- [RECORDS SHOWN]
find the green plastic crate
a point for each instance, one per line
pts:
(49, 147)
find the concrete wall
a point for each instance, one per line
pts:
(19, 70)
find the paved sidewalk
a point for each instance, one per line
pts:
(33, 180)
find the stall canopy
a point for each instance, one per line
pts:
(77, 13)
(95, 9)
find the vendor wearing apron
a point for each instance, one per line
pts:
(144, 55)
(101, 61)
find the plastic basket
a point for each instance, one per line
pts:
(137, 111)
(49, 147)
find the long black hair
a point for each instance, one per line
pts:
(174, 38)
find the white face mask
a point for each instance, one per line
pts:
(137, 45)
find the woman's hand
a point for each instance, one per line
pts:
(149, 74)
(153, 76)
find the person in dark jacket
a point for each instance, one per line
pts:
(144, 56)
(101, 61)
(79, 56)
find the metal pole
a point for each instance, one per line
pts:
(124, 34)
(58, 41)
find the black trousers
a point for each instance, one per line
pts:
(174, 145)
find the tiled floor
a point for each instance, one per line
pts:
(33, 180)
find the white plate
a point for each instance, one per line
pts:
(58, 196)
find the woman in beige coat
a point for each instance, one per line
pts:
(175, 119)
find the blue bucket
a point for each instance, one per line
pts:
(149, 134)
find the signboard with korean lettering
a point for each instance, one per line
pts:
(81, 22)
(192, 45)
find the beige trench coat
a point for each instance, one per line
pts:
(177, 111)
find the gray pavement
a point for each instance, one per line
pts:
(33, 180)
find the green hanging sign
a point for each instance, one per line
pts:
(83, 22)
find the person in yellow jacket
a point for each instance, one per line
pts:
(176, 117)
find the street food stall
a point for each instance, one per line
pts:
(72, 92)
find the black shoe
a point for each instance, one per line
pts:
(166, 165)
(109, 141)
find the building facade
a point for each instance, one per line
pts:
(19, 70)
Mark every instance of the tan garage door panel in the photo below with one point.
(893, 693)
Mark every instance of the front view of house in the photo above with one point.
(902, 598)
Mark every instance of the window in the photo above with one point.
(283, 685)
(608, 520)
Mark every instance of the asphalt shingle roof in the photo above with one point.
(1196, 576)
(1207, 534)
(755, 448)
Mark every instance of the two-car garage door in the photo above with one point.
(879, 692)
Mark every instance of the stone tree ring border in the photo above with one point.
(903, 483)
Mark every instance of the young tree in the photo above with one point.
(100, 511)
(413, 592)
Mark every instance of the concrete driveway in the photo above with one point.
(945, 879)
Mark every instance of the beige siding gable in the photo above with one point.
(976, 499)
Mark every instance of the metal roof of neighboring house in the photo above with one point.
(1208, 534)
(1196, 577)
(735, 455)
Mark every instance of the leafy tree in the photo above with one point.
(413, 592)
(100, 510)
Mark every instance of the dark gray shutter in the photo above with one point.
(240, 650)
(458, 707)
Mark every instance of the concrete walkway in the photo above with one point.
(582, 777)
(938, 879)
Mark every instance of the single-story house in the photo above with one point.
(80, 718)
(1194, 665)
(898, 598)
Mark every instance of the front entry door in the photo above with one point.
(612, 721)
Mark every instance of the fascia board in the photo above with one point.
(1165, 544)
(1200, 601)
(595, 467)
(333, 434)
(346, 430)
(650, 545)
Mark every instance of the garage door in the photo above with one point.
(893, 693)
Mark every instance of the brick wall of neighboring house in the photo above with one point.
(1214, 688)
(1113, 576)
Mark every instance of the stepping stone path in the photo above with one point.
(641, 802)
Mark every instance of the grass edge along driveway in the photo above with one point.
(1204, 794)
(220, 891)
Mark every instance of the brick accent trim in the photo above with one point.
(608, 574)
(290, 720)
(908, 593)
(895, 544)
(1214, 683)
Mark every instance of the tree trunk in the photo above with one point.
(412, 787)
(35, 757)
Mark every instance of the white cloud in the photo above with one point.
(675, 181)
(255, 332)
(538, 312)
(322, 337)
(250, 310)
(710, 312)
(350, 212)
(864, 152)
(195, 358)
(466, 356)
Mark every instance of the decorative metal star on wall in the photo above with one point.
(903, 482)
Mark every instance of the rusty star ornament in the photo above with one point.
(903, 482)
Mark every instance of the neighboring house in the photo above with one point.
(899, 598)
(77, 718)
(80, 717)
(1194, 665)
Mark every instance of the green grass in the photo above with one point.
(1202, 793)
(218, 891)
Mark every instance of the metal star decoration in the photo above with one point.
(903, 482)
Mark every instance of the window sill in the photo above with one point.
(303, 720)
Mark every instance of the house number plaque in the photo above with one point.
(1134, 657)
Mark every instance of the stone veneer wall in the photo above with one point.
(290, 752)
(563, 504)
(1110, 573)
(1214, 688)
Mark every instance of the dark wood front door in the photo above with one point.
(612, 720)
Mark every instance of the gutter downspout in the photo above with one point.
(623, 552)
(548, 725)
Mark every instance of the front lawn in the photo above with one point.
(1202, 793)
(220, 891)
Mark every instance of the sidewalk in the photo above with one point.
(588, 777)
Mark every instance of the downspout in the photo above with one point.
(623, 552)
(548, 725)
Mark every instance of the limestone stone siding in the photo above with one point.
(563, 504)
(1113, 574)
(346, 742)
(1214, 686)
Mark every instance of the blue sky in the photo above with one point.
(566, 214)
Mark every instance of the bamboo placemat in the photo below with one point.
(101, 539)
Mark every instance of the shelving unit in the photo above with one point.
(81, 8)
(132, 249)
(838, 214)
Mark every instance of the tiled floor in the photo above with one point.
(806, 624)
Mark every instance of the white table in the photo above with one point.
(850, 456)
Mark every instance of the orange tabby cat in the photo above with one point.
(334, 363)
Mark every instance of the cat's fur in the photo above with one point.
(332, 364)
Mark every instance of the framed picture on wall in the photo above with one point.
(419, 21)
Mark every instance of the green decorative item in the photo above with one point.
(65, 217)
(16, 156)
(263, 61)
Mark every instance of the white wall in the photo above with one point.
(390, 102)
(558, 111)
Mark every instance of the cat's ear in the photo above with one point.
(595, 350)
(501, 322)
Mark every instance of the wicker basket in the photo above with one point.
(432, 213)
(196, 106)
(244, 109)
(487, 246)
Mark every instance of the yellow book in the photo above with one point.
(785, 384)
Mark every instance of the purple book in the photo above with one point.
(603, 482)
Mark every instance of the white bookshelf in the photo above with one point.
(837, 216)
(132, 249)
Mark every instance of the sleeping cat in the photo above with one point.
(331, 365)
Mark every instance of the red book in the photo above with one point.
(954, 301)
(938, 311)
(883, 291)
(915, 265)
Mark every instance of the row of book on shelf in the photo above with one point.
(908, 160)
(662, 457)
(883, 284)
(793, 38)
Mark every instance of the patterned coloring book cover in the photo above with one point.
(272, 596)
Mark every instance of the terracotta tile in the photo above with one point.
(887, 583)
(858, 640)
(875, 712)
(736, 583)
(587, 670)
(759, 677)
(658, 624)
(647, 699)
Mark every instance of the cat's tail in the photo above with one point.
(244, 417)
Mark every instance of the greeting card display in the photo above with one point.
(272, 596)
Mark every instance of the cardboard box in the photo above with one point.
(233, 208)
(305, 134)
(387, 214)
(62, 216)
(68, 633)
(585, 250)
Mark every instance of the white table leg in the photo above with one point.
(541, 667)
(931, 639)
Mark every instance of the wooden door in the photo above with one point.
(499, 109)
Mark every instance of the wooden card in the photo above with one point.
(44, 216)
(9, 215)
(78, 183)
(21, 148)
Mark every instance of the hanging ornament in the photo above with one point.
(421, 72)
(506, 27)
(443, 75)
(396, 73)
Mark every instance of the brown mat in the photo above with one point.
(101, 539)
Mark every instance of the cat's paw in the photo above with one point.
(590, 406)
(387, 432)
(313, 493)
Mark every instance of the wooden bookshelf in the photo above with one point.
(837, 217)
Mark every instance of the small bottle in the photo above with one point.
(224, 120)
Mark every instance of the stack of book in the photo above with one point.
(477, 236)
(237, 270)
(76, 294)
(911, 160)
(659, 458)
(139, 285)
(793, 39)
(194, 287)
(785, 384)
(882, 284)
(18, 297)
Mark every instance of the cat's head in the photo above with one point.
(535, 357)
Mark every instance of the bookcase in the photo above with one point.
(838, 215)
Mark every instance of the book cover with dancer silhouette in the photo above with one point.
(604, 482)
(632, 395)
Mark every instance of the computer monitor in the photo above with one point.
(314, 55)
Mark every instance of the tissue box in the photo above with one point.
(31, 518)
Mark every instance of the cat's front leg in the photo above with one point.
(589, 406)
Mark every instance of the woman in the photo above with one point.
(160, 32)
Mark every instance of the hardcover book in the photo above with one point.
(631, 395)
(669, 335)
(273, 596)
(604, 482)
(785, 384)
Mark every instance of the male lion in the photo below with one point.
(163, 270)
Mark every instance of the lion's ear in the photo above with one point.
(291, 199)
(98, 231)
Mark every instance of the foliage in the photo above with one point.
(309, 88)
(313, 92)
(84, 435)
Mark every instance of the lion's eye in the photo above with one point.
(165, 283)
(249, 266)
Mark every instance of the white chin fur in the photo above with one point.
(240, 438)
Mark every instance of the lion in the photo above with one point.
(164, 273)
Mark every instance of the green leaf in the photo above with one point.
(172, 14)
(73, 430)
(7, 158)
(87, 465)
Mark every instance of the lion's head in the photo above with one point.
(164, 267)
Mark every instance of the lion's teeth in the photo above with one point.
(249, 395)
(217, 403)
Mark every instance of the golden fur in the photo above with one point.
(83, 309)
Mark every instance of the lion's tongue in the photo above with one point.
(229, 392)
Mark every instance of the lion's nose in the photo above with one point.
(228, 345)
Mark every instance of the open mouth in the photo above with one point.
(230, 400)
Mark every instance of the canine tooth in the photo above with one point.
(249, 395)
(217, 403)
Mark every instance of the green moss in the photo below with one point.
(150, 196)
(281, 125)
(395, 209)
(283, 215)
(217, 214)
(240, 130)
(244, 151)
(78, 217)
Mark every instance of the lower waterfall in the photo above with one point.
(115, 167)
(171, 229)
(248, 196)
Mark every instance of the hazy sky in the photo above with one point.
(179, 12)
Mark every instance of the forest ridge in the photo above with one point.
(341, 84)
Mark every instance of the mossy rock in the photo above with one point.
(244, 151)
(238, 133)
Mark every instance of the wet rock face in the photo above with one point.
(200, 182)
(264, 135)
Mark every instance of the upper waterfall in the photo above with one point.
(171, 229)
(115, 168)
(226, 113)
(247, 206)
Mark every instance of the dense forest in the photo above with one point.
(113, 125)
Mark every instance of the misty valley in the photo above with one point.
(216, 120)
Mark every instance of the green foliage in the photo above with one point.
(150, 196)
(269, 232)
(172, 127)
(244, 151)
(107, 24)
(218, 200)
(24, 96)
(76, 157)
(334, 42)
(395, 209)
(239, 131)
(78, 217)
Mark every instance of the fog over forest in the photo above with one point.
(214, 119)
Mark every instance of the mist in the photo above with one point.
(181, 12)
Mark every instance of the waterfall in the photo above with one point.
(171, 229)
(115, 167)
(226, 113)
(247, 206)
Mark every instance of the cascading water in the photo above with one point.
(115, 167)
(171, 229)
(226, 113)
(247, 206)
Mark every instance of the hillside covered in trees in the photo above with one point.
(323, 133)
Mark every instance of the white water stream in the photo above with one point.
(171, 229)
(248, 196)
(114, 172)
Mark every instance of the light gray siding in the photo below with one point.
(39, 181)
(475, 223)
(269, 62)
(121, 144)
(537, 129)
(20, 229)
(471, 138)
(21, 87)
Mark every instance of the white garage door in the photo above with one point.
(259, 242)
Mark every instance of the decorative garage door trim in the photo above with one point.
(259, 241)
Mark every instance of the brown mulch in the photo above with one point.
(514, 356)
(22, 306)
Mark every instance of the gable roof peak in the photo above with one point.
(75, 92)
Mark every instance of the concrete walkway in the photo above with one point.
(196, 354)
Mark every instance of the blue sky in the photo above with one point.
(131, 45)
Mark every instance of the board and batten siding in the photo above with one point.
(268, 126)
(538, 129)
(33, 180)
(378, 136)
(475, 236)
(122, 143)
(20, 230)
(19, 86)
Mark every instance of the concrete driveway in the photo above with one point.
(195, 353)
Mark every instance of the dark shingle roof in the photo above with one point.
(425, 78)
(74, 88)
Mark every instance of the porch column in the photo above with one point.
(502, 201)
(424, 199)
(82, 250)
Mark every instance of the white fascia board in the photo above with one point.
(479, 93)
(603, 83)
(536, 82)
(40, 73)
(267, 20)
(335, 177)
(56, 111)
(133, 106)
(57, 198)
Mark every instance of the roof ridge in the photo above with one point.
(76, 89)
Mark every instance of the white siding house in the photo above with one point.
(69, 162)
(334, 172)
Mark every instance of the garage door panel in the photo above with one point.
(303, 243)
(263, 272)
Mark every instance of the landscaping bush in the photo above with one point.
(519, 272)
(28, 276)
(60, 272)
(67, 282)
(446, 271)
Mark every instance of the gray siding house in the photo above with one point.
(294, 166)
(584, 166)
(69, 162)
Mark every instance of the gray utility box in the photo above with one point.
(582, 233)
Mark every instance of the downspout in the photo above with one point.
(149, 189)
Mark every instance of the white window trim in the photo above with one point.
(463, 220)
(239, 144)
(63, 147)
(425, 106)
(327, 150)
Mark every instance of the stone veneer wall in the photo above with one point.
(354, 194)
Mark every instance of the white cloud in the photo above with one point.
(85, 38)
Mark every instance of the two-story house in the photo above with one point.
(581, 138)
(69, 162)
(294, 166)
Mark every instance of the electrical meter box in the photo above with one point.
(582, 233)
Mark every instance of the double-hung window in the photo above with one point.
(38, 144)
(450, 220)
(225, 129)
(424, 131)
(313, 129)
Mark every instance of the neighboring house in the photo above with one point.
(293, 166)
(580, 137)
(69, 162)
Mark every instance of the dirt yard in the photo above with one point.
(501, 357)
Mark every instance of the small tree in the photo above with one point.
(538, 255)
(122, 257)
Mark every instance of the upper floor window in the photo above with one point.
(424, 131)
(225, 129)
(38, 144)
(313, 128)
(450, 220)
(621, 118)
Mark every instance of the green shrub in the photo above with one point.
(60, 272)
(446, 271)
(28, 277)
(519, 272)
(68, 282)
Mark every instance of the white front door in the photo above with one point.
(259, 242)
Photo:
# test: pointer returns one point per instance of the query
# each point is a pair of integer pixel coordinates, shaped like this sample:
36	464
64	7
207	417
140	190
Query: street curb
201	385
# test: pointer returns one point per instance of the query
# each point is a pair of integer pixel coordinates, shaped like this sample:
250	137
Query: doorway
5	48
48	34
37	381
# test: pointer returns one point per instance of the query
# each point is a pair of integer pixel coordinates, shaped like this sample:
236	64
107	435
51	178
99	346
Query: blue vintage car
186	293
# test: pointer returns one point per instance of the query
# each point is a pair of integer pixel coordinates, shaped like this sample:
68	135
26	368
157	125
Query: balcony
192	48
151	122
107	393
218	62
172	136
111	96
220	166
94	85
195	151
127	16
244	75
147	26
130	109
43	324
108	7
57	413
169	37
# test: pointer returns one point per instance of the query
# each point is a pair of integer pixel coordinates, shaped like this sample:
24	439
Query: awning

- [EXERCISE REQUIREMENTS] Which of the lines in the data contain the string "coat"? Return each one.

- [RESPONSE TO THIS EXERCISE]
find the woman in beige coat
find the beige trench coat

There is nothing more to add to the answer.